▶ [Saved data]
------------------------------------------------------------

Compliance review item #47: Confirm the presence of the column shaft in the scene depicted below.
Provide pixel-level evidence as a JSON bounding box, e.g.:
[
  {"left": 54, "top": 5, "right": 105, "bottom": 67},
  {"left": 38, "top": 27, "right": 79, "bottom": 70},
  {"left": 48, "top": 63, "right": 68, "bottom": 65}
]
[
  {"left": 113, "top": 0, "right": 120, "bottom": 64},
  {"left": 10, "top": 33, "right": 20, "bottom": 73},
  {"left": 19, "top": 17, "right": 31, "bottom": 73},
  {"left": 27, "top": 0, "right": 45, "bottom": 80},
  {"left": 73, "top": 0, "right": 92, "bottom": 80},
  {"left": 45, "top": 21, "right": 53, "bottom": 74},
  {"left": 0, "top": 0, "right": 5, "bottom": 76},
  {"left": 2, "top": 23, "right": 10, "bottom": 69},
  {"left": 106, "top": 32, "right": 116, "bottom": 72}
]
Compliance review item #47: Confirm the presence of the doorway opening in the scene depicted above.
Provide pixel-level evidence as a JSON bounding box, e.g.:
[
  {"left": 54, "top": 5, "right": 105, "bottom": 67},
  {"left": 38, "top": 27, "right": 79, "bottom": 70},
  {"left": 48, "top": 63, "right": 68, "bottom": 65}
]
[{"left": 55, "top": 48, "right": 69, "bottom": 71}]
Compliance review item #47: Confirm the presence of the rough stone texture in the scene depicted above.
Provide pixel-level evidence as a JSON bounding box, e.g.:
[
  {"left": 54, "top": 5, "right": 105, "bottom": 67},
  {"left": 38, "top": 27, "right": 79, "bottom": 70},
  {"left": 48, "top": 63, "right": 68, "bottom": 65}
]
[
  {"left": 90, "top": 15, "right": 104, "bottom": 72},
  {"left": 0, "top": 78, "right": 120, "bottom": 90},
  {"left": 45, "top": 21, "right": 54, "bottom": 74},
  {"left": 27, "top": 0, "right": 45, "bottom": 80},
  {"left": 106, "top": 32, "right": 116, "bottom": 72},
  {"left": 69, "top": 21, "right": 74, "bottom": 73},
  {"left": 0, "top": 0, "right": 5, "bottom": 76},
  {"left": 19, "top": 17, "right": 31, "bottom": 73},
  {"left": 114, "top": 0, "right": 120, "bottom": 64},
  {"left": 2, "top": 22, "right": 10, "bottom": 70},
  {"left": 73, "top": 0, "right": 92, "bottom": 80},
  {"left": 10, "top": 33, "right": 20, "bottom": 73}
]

------------------------------------------------------------

▶ [Stated task] Can you copy everything from the line containing "Compliance review item #47: Confirm the presence of the doorway" down through the end of the entries, keeping every line unchanged?

▶ [Solution for this exercise]
Compliance review item #47: Confirm the presence of the doorway opening in the scene depicted above.
Provide pixel-level evidence as a JSON bounding box, e.g.:
[
  {"left": 54, "top": 5, "right": 105, "bottom": 67},
  {"left": 38, "top": 27, "right": 79, "bottom": 70},
  {"left": 48, "top": 63, "right": 68, "bottom": 65}
]
[{"left": 55, "top": 48, "right": 69, "bottom": 71}]
Compliance review item #47: Confirm the presence of the rough stone texture in the scene depicted above.
Provide pixel-level evidence as a JSON bounding box, e.g.:
[
  {"left": 54, "top": 5, "right": 105, "bottom": 67},
  {"left": 38, "top": 27, "right": 79, "bottom": 70},
  {"left": 48, "top": 63, "right": 68, "bottom": 65}
]
[
  {"left": 90, "top": 15, "right": 104, "bottom": 72},
  {"left": 0, "top": 78, "right": 120, "bottom": 90},
  {"left": 45, "top": 21, "right": 54, "bottom": 74},
  {"left": 27, "top": 0, "right": 45, "bottom": 80},
  {"left": 106, "top": 32, "right": 116, "bottom": 72},
  {"left": 69, "top": 21, "right": 74, "bottom": 73},
  {"left": 0, "top": 0, "right": 5, "bottom": 76},
  {"left": 19, "top": 17, "right": 31, "bottom": 73},
  {"left": 114, "top": 0, "right": 120, "bottom": 64},
  {"left": 2, "top": 22, "right": 10, "bottom": 70},
  {"left": 73, "top": 0, "right": 92, "bottom": 80},
  {"left": 10, "top": 33, "right": 20, "bottom": 73}
]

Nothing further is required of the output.